Sabtu, 02 Juni 2012

Ketika Rasa Keadilan Terusik


Ketika Rasa Keadilan Terusik
Toeti Prahas Adhitama ; Anggota Dewan Redaksi Media Group
SUMBER :  MEDIA INDONESIA, 1 Juni 2012


KINI giliran Kalimantan menyatakan keberatan terhadap kebijakan yang dirasa tidak adil bagi wilayah mereka. Alasannya, kelangkaan BBM bersubsidi. Apa pun yang mendasari rencana ancaman blokade total jalur yang sedianya digunakan untuk menyalurkan batu bara ke Jawa, itu rasanya bukan pertimbangan ekonomi semata. Mungkin semula ada anggapan telah terjadi pengabaian oleh pusat terhadap kepentingan pulau terbesar di Nusantara itu. Syukur masalah tersebut akan teratasi.

## [Tindakan yang Diminta]
1 – Jawab pertanyaan berikut berdasarkan teks yang disediakan.
(a) Siapa penulis tulisan ini, dan apa jabatannya?
(b) Dari media apa tulisan ini diambil, dan kapan tulisan itu terbit di sana?
(c) Apa alasan Kalimantan menyatakan keberatan?
2 – Terjemahkan kalimat dari teks yang disediakan ini ke dalam bahasa Inggris: "Mungkin semula ada anggapan telah terjadi pengabaian oleh pusat terhadap kepentingan pulau terbesar di Nusantara itu."
3 – Salin bagian teks yang disediakan dari "Sabtu, 02 Juni" sampai "tersebut akan teratasi." tanpa mengubah apa pun.
Jadikan teks ini satu-satunya sumber.

[Entri data tersimpan]
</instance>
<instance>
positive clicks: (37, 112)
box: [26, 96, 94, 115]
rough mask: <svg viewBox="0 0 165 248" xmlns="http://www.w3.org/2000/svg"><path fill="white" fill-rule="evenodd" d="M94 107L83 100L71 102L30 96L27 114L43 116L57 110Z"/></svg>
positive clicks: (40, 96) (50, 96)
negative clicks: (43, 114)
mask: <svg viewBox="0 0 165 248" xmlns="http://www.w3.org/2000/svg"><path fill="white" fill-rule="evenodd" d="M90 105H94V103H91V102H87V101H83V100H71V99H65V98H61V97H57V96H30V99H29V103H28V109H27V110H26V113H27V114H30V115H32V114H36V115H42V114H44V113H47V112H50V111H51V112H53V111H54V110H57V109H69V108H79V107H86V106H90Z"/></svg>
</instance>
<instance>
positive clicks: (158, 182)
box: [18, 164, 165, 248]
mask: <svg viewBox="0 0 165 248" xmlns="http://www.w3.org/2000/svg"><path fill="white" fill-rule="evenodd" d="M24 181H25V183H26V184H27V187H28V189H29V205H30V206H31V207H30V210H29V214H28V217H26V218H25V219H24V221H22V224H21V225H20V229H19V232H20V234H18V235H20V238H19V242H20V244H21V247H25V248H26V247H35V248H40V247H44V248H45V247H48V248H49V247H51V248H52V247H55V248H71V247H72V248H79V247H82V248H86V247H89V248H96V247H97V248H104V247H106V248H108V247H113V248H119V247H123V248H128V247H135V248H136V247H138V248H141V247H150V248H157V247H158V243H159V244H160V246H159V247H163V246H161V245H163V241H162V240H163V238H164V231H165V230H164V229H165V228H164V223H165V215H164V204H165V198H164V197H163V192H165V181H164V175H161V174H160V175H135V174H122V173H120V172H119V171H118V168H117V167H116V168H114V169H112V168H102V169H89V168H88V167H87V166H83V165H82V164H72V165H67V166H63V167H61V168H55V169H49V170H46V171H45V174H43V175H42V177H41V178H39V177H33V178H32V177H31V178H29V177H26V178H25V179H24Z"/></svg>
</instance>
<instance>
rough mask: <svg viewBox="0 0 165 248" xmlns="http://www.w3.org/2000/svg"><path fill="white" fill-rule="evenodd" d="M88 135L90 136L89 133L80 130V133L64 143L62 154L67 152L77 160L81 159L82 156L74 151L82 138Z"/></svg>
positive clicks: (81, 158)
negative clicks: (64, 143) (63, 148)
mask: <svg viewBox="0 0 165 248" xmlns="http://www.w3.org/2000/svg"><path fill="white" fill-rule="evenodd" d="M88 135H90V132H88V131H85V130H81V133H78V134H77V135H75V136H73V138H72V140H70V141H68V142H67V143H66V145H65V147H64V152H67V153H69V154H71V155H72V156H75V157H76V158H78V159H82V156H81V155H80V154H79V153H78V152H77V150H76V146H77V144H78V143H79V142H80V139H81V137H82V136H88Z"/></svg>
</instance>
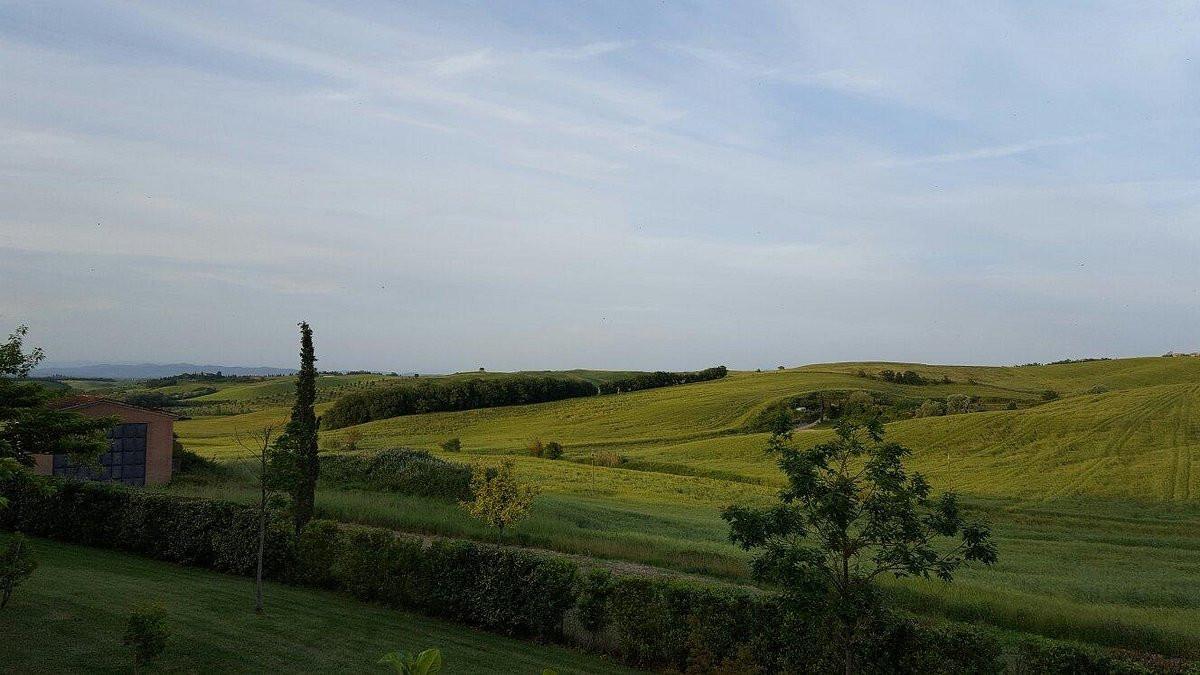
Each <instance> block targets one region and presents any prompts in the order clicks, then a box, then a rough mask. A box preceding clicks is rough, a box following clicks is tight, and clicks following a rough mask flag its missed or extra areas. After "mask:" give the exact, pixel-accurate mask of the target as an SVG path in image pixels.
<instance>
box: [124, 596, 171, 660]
mask: <svg viewBox="0 0 1200 675" xmlns="http://www.w3.org/2000/svg"><path fill="white" fill-rule="evenodd" d="M169 637H170V632H169V631H168V629H167V615H166V613H164V611H163V610H162V609H158V608H149V609H142V610H138V611H134V613H133V615H132V616H130V621H128V623H126V626H125V638H124V639H122V640H121V643H122V644H124V645H125V646H127V647H130V649H131V650H133V671H134V673H137V671H138V670H139V669H140V668H142V667H143V665H145V664H146V663H149V662H151V661H154V659H155V658H157V657H158V656H160V655H162V652H163V650H164V649H167V638H169Z"/></svg>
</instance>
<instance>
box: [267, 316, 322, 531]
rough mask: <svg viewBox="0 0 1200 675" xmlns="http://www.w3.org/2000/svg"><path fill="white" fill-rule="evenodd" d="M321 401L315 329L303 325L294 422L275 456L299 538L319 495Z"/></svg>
mask: <svg viewBox="0 0 1200 675" xmlns="http://www.w3.org/2000/svg"><path fill="white" fill-rule="evenodd" d="M316 402H317V357H316V352H314V351H313V347H312V328H310V327H308V324H307V323H306V322H300V372H299V374H298V375H296V396H295V402H294V404H293V405H292V419H290V420H289V422H288V425H287V426H286V428H284V429H283V434H282V435H281V436H280V437H278V438H277V440H276V441H275V447H274V450H272V453H271V459H270V464H271V471H270V476H271V480H272V482H274V485H275V486H276V488H278V489H280V490H282V491H286V492H287V494H288V495H290V497H292V516H293V521H294V525H295V533H296V536H298V537H299V536H300V531H301V530H304V526H305V525H307V524H308V521H310V520H312V512H313V506H314V502H316V496H317V478H318V476H319V474H320V459H319V458H318V456H317V447H318V446H317V429H318V426H319V424H320V419H319V418H318V417H317V413H316V411H314V410H313V405H314V404H316Z"/></svg>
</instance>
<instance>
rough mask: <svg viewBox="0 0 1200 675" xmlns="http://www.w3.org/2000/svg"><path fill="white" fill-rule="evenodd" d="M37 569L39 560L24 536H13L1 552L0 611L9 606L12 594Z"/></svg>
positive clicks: (0, 571) (0, 558) (14, 534)
mask: <svg viewBox="0 0 1200 675" xmlns="http://www.w3.org/2000/svg"><path fill="white" fill-rule="evenodd" d="M35 569H37V558H36V557H34V551H32V550H31V549H30V548H29V542H26V540H25V537H24V536H23V534H13V537H12V539H10V540H8V545H7V546H5V549H4V551H2V552H0V609H4V608H5V607H6V605H7V604H8V599H10V598H11V597H12V592H13V591H14V590H17V586H20V585H22V584H24V583H25V579H29V577H30V575H31V574H34V571H35Z"/></svg>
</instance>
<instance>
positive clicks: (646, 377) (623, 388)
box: [598, 365, 730, 394]
mask: <svg viewBox="0 0 1200 675" xmlns="http://www.w3.org/2000/svg"><path fill="white" fill-rule="evenodd" d="M728 374H730V371H728V369H726V368H725V366H724V365H718V366H715V368H706V369H704V370H696V371H692V372H666V371H661V370H658V371H654V372H640V374H637V375H630V376H629V377H622V378H620V380H612V381H610V382H601V383H600V384H599V386H598V388H599V389H600V393H601V394H619V393H622V392H638V390H641V389H655V388H658V387H672V386H674V384H690V383H692V382H707V381H709V380H720V378H722V377H725V376H726V375H728Z"/></svg>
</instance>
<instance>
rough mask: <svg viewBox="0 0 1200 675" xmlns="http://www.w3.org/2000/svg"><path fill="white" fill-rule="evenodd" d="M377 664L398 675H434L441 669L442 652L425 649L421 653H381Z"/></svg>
mask: <svg viewBox="0 0 1200 675" xmlns="http://www.w3.org/2000/svg"><path fill="white" fill-rule="evenodd" d="M379 664H380V665H386V667H389V668H390V669H391V671H392V673H397V674H398V675H434V674H437V673H440V671H442V652H440V651H439V650H425V651H422V652H421V653H416V655H410V653H408V652H403V651H394V652H389V653H385V655H383V657H382V658H380V659H379Z"/></svg>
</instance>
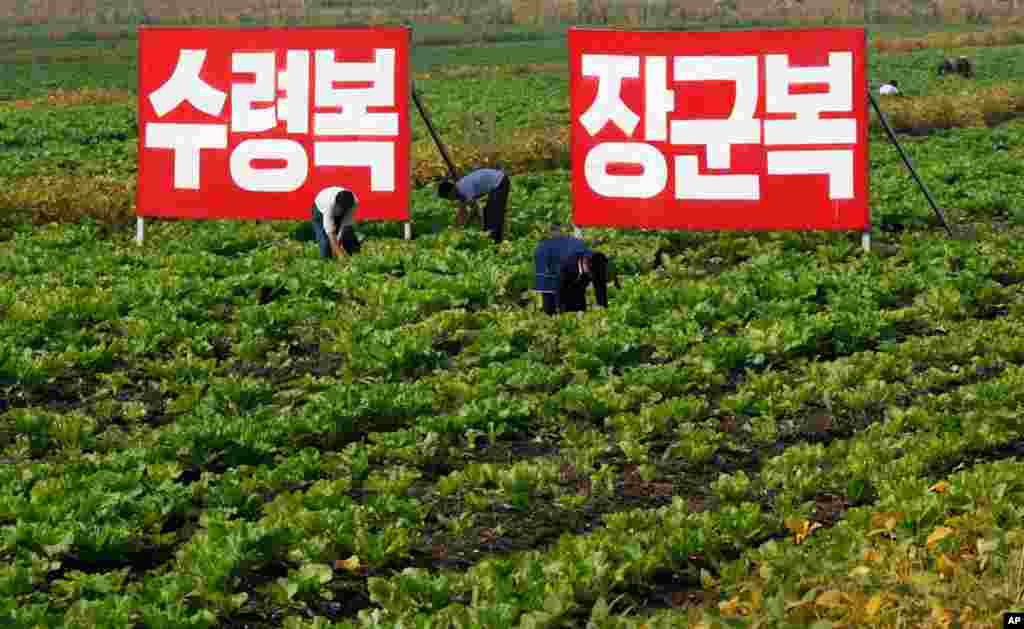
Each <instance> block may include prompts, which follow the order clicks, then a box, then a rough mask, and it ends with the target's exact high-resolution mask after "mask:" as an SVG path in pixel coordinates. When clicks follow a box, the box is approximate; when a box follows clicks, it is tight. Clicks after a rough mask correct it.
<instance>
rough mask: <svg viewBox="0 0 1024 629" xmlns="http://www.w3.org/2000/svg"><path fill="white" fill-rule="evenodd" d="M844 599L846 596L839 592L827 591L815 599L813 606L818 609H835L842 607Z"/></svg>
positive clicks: (843, 602) (844, 598)
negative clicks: (816, 607) (830, 608)
mask: <svg viewBox="0 0 1024 629" xmlns="http://www.w3.org/2000/svg"><path fill="white" fill-rule="evenodd" d="M845 598H846V596H845V595H844V594H843V592H840V591H839V590H828V591H827V592H822V593H821V594H819V595H818V597H817V599H815V601H814V604H816V605H818V606H819V607H831V609H837V607H842V606H844V599H845Z"/></svg>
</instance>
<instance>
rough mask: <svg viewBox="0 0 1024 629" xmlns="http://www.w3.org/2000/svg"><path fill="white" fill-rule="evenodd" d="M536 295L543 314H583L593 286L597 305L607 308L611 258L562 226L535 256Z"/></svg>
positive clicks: (537, 250)
mask: <svg viewBox="0 0 1024 629" xmlns="http://www.w3.org/2000/svg"><path fill="white" fill-rule="evenodd" d="M534 263H535V266H536V271H537V284H536V286H537V288H536V290H537V292H539V293H541V295H543V298H544V311H545V312H547V313H548V315H554V313H555V312H556V311H558V312H580V311H583V310H586V309H587V286H588V285H589V284H590V283H591V282H593V283H594V295H595V296H596V297H597V304H598V305H600V306H602V307H608V258H607V257H606V256H605V255H604V254H603V253H597V252H595V251H592V250H591V249H590V248H589V247H587V245H586V244H584V242H583V241H582V240H580V239H578V238H572V237H571V236H563V235H562V234H561V228H560V227H559V226H557V225H556V226H554V227H553V228H552V233H551V238H549V239H548V240H546V241H543V242H542V243H541V244H540V245H538V246H537V250H536V251H535V253H534Z"/></svg>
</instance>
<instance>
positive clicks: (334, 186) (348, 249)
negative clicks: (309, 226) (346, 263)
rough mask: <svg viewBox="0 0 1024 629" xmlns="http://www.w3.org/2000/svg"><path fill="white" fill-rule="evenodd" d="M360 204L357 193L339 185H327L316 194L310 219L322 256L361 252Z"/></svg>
mask: <svg viewBox="0 0 1024 629" xmlns="http://www.w3.org/2000/svg"><path fill="white" fill-rule="evenodd" d="M357 206H358V201H357V200H356V199H355V195H354V194H352V193H351V192H350V191H347V190H345V188H343V187H339V186H337V185H335V186H332V187H326V188H324V190H322V191H321V192H319V194H318V195H316V200H315V201H314V202H313V208H312V218H311V220H312V223H313V235H314V236H315V237H316V242H317V243H319V247H321V257H322V258H333V257H337V258H339V259H340V258H341V257H342V255H343V254H342V252H344V255H345V256H349V255H352V254H353V253H357V252H358V251H359V247H360V245H359V241H358V239H357V238H355V227H354V224H355V208H356V207H357ZM339 239H340V245H339Z"/></svg>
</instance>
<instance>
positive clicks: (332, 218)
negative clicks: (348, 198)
mask: <svg viewBox="0 0 1024 629" xmlns="http://www.w3.org/2000/svg"><path fill="white" fill-rule="evenodd" d="M343 192H345V188H344V187H341V186H338V185H333V186H331V187H325V188H324V190H322V191H321V192H319V194H317V195H316V201H315V204H316V209H317V210H319V211H321V214H323V215H324V230H325V232H327V233H328V234H337V233H338V232H339V230H340V229H341V228H344V227H348V226H350V225H352V224H353V223H354V222H355V208H357V207H359V201H358V199H356V200H355V207H353V208H352V210H351V211H350V212H348V215H347V216H345V217H344V218H343V219H342V221H341V225H340V226H338V225H337V223H336V222H335V221H336V220H337V219H338V218H340V217H341V214H342V211H341V208H339V207H338V206H337V205H336V204H335V202H334V201H335V199H337V198H338V194H339V193H343ZM352 196H353V198H354V197H355V195H354V194H353V195H352Z"/></svg>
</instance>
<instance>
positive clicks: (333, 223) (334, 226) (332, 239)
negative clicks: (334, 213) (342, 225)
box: [324, 213, 348, 260]
mask: <svg viewBox="0 0 1024 629" xmlns="http://www.w3.org/2000/svg"><path fill="white" fill-rule="evenodd" d="M324 233H325V234H327V242H328V243H329V244H330V245H331V251H333V252H334V256H335V257H336V258H338V259H339V260H340V259H341V257H342V255H346V256H347V255H348V252H346V251H345V250H344V248H343V247H341V246H340V245H339V244H338V225H336V224H335V222H334V216H332V215H331V214H330V213H326V214H324Z"/></svg>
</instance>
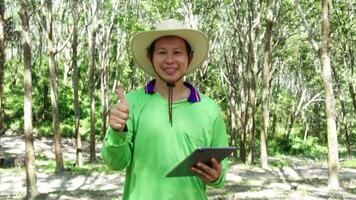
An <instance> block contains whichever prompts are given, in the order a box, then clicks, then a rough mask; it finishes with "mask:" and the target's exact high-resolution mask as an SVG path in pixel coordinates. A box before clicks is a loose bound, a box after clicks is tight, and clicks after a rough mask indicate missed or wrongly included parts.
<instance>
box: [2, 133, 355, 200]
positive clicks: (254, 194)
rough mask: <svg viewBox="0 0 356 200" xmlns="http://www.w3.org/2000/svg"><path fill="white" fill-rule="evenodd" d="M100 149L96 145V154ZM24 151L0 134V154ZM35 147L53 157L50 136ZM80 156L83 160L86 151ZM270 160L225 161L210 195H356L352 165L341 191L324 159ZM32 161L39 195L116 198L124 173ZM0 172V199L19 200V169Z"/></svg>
mask: <svg viewBox="0 0 356 200" xmlns="http://www.w3.org/2000/svg"><path fill="white" fill-rule="evenodd" d="M62 143H63V144H62V145H63V157H64V160H70V161H71V162H72V163H74V160H75V148H74V146H75V140H73V139H63V140H62ZM83 146H84V148H85V151H84V152H88V144H87V143H84V145H83ZM100 147H101V144H98V145H97V152H98V153H97V155H98V157H100V154H99V150H100ZM24 149H25V143H24V139H23V138H22V137H20V136H11V137H10V136H2V137H1V138H0V153H6V154H20V155H24ZM35 150H36V155H40V156H39V157H42V158H43V157H46V158H47V160H48V159H51V160H52V159H54V155H53V153H52V140H51V139H47V138H41V139H36V140H35ZM84 160H88V154H87V153H84ZM269 161H270V163H271V166H272V167H271V168H270V169H269V170H265V169H262V168H260V167H258V166H257V165H254V166H251V165H246V164H242V163H230V164H231V166H230V167H229V170H228V173H227V176H226V183H225V187H223V188H221V189H212V188H209V189H208V195H209V199H214V200H215V199H296V200H300V199H356V169H355V168H342V169H341V170H340V174H339V178H340V182H341V184H342V189H340V190H337V191H330V190H328V188H327V180H328V179H327V178H328V169H327V163H326V161H325V160H322V161H318V160H312V159H307V158H302V157H292V156H279V157H271V158H269ZM43 162H44V161H43ZM45 163H46V162H45ZM36 165H38V167H37V187H38V190H39V192H40V193H41V194H40V195H39V197H38V199H121V196H122V188H123V183H124V180H125V176H124V172H113V171H105V170H101V169H102V168H101V167H102V164H100V163H98V164H97V168H95V167H92V168H91V169H88V170H85V169H84V170H79V171H73V170H67V171H66V172H64V173H62V174H60V175H54V173H53V168H54V167H53V166H54V162H51V163H48V162H47V163H46V164H45V165H51V166H47V167H46V166H44V165H43V164H42V165H41V159H39V161H37V160H36ZM47 169H50V170H52V172H51V171H50V170H49V171H48V170H47ZM97 169H98V170H97ZM0 172H1V173H0V199H23V198H24V196H25V194H26V175H25V170H24V168H11V169H0Z"/></svg>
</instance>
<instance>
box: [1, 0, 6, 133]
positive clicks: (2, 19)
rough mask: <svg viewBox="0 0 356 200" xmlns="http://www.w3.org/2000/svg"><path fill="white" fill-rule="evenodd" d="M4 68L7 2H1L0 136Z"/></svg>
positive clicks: (3, 83) (1, 115) (3, 76)
mask: <svg viewBox="0 0 356 200" xmlns="http://www.w3.org/2000/svg"><path fill="white" fill-rule="evenodd" d="M4 68H5V1H4V0H0V135H1V133H2V130H3V115H2V113H3V107H2V96H3V88H4V86H3V84H4Z"/></svg>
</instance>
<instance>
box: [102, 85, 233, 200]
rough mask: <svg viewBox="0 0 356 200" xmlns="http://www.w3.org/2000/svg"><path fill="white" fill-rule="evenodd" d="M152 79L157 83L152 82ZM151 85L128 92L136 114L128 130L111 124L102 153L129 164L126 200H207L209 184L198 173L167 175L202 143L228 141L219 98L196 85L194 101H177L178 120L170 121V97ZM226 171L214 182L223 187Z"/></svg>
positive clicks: (198, 146)
mask: <svg viewBox="0 0 356 200" xmlns="http://www.w3.org/2000/svg"><path fill="white" fill-rule="evenodd" d="M150 84H151V85H150ZM152 85H154V82H153V84H152V82H150V83H149V84H148V85H147V86H146V88H145V90H144V89H139V90H136V91H133V92H131V93H128V94H127V95H126V98H127V100H128V102H129V108H130V114H129V119H128V121H127V122H126V127H127V132H122V133H118V132H115V131H114V130H113V129H111V128H110V129H109V130H108V133H107V134H106V136H105V139H104V143H103V148H102V157H103V159H104V162H105V163H106V164H107V165H108V166H109V167H111V168H113V169H116V170H121V169H124V168H126V180H125V187H124V194H123V199H124V200H128V199H130V200H140V199H144V200H161V199H162V200H166V199H167V200H168V199H169V200H175V199H176V200H182V199H183V200H190V199H193V200H200V199H207V195H206V186H205V184H204V182H202V181H201V179H200V178H199V177H197V176H191V177H173V178H172V177H171V178H167V177H166V174H167V173H168V172H169V171H170V170H172V169H173V168H174V167H175V166H176V165H177V164H178V163H180V162H181V161H182V160H183V159H184V158H185V157H187V156H188V155H189V154H190V153H191V152H193V151H194V150H195V149H196V148H198V147H207V146H228V142H227V134H226V128H225V125H224V122H223V119H222V117H221V114H220V109H219V107H218V106H217V105H216V103H215V102H214V101H213V100H211V99H210V98H208V97H207V96H205V95H203V94H198V92H197V91H196V90H195V89H194V87H192V86H191V85H189V84H188V85H187V86H189V87H190V89H191V96H190V97H189V98H188V100H182V101H179V102H175V103H173V118H172V119H173V125H172V126H171V124H170V123H169V117H168V111H167V110H168V105H167V101H166V100H165V99H164V98H163V97H162V96H161V95H160V94H158V93H154V92H153V86H152ZM222 164H223V173H222V175H221V176H220V177H219V179H218V180H217V181H215V182H214V183H211V184H210V185H211V186H213V187H221V186H222V185H223V183H224V180H225V171H226V166H227V165H226V161H223V162H222Z"/></svg>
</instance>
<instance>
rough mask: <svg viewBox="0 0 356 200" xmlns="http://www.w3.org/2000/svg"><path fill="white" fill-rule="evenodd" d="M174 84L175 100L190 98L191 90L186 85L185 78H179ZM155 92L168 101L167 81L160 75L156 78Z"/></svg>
mask: <svg viewBox="0 0 356 200" xmlns="http://www.w3.org/2000/svg"><path fill="white" fill-rule="evenodd" d="M174 85H175V86H174V87H173V102H176V101H179V100H182V99H186V98H188V96H189V94H190V90H189V88H187V87H186V86H185V85H184V82H183V79H180V80H178V81H177V82H176V83H174ZM155 92H158V93H159V94H160V95H162V96H163V97H164V98H165V99H166V100H167V101H168V87H167V83H166V82H165V81H163V80H161V79H160V78H159V77H157V78H156V84H155Z"/></svg>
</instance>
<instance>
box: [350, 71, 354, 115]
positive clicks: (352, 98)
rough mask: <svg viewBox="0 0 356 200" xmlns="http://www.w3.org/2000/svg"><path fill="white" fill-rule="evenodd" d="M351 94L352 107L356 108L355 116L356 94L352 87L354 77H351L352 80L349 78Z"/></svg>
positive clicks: (350, 76) (353, 89) (352, 87)
mask: <svg viewBox="0 0 356 200" xmlns="http://www.w3.org/2000/svg"><path fill="white" fill-rule="evenodd" d="M349 92H350V95H351V99H352V106H353V108H354V114H355V115H356V94H355V89H354V86H353V85H352V76H350V78H349Z"/></svg>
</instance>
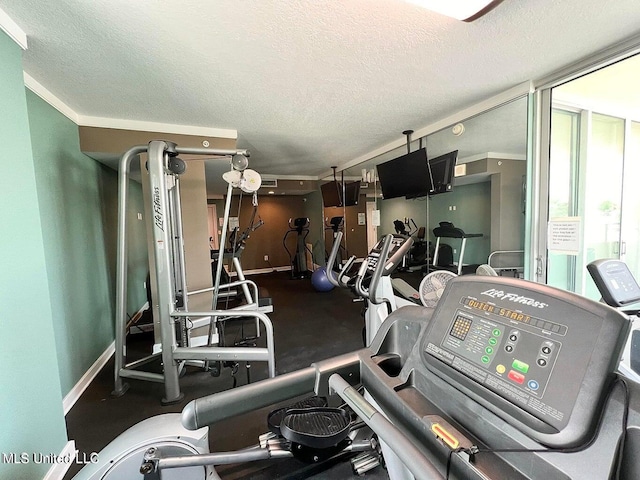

## [Jawaban Tertulis]
1 –
(a) Penulisnya Toeti Prahas Adhitama, Anggota Dewan Redaksi Media Group.
(b) Tulisan ini diambil dari Media Indonesia dan terbit pada 1 Juni 2012.
(c) Alasannya adalah kelangkaan BBM bersubsidi.

2 – Perhaps there was initially a perception that the central government had neglected the interests of the largest island in the archipelago.

3 –
Sabtu, 02 Juni 2012

Ketika Rasa Keadilan Terusik


Ketika Rasa Keadilan Terusik
Toeti Prahas Adhitama ; Anggota Dewan Redaksi Media Group
SUMBER :  MEDIA INDONESIA, 1 Juni 2012


KINI giliran Kalimantan menyatakan keberatan terhadap kebijakan yang dirasa tidak adil bagi wilayah mereka. Alasannya, kelangkaan BBM bersubsidi. Apa pun yang mendasari rencana ancaman blokade total jalur yang sedianya digunakan untuk menyalurkan batu bara ke Jawa, itu rasanya bukan pertimbangan ekonomi semata. Mungkin semula ada anggapan telah terjadi pengabaian oleh pusat terhadap kepentingan pulau terbesar di Nusantara itu. Syukur masalah tersebut akan teratasi.